--- Set problem ---
Copy out everything from the line containing "Where can the soldier in" down to the line containing "pixel 478 88", including both of those lines, without changing a single character.
* * * *
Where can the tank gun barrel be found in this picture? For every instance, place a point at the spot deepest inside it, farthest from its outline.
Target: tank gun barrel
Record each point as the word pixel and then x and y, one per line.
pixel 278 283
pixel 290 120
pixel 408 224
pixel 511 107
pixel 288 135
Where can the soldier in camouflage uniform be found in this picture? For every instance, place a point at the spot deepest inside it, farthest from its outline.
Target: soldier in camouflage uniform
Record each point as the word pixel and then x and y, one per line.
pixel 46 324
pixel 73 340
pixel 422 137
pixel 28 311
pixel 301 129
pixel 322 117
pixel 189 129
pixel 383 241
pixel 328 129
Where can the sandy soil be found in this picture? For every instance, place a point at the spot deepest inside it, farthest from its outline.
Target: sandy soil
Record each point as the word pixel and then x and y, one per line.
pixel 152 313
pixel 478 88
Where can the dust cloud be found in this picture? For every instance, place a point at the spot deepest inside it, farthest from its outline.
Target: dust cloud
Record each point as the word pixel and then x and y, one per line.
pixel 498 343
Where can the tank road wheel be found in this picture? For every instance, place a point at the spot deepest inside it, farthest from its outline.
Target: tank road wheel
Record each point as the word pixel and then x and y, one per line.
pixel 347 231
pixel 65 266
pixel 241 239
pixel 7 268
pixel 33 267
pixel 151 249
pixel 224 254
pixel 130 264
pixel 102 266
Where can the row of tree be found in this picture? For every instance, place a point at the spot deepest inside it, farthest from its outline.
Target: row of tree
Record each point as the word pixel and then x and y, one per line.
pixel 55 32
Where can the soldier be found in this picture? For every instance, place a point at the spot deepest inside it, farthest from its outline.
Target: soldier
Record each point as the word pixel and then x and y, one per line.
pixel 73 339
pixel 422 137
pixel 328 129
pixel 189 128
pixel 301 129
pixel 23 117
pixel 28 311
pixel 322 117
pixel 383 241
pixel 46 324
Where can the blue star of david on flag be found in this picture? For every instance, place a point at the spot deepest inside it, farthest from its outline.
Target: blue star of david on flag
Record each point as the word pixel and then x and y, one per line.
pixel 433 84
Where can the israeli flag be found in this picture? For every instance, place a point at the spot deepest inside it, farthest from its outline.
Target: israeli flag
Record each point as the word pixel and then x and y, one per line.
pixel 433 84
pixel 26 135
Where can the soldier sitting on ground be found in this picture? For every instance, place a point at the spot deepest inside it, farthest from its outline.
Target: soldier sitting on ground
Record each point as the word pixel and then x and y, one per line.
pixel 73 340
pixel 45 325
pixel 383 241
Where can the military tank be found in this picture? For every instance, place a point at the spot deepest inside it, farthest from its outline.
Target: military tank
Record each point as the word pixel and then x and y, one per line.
* * * *
--- Reply ---
Where can the soldier in camouflage uniform be found in this picture? For every instance, place a point at the spot deepest inside it, farthest from its outline.
Target: soldier in camouflage uniform
Record each point as the word pixel and then x and y, one per line.
pixel 46 324
pixel 73 340
pixel 422 137
pixel 28 311
pixel 301 129
pixel 322 117
pixel 189 129
pixel 383 241
pixel 328 129
Where can the sandy soil be found in this picture? For every instance, place a point at the spot deepest inside it, farthest from its outline.
Target: sandy soil
Record each point as the word pixel and then x and y, one per line.
pixel 152 313
pixel 478 88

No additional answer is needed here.